-- START OF Data shown --
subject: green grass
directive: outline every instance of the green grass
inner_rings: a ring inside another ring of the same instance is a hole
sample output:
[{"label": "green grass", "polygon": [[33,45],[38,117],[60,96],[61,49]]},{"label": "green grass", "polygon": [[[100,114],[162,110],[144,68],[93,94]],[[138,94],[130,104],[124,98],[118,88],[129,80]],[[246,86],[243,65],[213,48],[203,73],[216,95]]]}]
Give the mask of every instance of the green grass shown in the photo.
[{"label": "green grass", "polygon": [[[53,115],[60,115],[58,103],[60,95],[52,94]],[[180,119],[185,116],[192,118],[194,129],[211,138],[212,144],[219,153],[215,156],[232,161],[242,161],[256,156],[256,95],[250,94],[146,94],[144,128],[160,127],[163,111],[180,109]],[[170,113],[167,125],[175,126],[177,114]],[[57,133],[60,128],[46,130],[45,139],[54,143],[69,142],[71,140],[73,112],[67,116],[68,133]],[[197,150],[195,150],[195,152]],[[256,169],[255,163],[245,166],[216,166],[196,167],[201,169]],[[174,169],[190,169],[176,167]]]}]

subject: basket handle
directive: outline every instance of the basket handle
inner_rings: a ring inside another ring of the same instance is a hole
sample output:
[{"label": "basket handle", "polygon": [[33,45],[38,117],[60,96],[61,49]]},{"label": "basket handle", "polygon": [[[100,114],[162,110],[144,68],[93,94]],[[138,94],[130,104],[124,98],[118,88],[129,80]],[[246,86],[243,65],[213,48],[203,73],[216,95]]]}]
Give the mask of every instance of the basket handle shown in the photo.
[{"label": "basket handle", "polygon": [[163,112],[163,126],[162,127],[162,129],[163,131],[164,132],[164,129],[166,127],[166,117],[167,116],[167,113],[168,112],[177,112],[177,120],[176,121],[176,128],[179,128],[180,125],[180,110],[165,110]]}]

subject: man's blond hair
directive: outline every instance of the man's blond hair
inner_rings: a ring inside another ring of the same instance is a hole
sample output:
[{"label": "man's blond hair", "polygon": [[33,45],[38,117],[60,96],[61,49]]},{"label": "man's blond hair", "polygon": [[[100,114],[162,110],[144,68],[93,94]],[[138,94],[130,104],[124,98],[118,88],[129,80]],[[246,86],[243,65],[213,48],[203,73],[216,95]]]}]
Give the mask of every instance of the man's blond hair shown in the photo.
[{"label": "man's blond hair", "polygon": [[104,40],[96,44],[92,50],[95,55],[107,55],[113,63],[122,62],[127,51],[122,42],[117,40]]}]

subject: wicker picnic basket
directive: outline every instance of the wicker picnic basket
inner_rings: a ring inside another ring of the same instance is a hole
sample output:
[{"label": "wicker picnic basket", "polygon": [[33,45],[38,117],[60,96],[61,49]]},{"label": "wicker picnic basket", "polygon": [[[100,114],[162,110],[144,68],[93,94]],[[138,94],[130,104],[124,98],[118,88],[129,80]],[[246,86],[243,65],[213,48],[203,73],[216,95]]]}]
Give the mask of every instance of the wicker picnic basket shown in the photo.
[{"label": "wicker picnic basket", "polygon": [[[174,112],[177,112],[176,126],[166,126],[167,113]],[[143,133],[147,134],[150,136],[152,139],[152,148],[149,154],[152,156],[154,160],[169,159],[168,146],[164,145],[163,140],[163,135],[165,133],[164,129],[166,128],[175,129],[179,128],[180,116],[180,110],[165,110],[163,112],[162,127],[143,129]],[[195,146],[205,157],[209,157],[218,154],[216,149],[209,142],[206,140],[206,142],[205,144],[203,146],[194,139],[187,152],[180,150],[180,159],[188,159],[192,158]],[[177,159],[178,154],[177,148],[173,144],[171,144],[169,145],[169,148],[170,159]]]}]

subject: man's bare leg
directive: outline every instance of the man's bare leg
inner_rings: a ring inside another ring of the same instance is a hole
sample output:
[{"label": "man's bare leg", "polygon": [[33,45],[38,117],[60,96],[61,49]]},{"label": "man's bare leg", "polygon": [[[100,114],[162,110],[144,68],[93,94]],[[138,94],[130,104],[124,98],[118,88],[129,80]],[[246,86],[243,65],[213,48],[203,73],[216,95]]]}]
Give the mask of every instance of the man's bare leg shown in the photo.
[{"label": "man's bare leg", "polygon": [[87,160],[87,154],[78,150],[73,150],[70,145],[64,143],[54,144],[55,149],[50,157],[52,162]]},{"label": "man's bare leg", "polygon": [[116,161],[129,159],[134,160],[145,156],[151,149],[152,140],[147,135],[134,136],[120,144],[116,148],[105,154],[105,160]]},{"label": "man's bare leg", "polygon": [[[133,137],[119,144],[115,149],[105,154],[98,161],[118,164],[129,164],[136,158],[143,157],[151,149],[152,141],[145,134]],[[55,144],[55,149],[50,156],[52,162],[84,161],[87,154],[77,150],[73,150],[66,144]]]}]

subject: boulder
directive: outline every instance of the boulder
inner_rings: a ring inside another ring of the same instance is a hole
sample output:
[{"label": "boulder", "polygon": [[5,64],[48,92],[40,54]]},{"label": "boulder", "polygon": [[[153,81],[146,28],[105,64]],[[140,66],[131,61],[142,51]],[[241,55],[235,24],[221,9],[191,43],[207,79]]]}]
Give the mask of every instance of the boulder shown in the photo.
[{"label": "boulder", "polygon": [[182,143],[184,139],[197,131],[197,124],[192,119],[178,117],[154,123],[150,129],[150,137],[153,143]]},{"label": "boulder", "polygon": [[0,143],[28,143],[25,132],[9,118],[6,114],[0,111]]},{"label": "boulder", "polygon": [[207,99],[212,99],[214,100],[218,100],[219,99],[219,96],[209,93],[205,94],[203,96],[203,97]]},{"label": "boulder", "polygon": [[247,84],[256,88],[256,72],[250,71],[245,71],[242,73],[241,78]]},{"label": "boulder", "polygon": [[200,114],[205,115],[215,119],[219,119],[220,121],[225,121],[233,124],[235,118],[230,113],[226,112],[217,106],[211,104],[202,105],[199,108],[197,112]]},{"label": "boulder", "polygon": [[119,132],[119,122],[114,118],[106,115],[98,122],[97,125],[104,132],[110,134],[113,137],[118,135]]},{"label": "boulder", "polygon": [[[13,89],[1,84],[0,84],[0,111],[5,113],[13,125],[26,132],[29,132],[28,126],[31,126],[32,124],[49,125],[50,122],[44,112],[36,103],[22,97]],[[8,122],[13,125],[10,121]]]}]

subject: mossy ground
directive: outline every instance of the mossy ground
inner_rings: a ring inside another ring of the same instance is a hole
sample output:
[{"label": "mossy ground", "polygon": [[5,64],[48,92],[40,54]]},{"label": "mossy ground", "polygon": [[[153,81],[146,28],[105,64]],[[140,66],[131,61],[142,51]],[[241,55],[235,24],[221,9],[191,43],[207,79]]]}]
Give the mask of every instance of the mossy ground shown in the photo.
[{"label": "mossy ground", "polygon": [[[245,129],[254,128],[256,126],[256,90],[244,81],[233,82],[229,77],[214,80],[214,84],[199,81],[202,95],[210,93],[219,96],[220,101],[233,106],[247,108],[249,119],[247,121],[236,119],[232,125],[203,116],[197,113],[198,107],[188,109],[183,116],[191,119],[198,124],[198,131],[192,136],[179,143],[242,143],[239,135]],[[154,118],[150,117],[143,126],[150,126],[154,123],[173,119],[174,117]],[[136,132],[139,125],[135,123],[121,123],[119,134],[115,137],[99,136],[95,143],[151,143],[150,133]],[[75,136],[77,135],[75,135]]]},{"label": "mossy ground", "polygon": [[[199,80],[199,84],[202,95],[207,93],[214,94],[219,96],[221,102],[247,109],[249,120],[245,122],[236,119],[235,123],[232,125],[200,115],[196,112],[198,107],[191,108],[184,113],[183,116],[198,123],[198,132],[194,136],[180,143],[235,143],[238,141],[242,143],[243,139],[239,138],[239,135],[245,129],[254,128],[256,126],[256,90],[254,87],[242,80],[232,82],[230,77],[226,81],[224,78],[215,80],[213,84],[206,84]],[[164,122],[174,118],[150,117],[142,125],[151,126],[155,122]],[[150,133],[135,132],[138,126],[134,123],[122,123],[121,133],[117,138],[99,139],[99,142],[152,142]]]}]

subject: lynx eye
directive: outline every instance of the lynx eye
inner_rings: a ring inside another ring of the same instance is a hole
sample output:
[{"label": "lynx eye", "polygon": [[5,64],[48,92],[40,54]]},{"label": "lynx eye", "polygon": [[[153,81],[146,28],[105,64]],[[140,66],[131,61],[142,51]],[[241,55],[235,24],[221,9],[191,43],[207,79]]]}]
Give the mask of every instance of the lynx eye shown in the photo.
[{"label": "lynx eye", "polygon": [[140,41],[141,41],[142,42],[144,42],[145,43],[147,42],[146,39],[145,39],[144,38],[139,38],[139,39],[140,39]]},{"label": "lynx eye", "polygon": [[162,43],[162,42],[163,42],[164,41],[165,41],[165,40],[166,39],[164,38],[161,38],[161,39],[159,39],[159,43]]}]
-- END OF Data shown --
Directions: Return the line that contains "subject: lynx eye" and all lines after it, verbatim, and nothing else.

Solution to the problem:
subject: lynx eye
directive: outline every instance of the lynx eye
inner_rings: a ring inside another ring of the same instance is a hole
sample output:
[{"label": "lynx eye", "polygon": [[5,64],[48,92],[40,54]]},{"label": "lynx eye", "polygon": [[[153,81],[146,28],[105,64]],[[140,66],[131,61],[142,51]],[[241,55],[235,24],[221,9],[191,43],[207,79]]]}]
Give the mask of every instance of the lynx eye shown in the photo.
[{"label": "lynx eye", "polygon": [[140,41],[141,41],[142,42],[144,42],[145,43],[147,42],[146,39],[145,39],[144,38],[139,38],[139,39],[140,39]]},{"label": "lynx eye", "polygon": [[162,43],[162,42],[163,42],[164,41],[165,41],[165,40],[166,39],[164,38],[161,38],[161,39],[159,39],[159,43]]}]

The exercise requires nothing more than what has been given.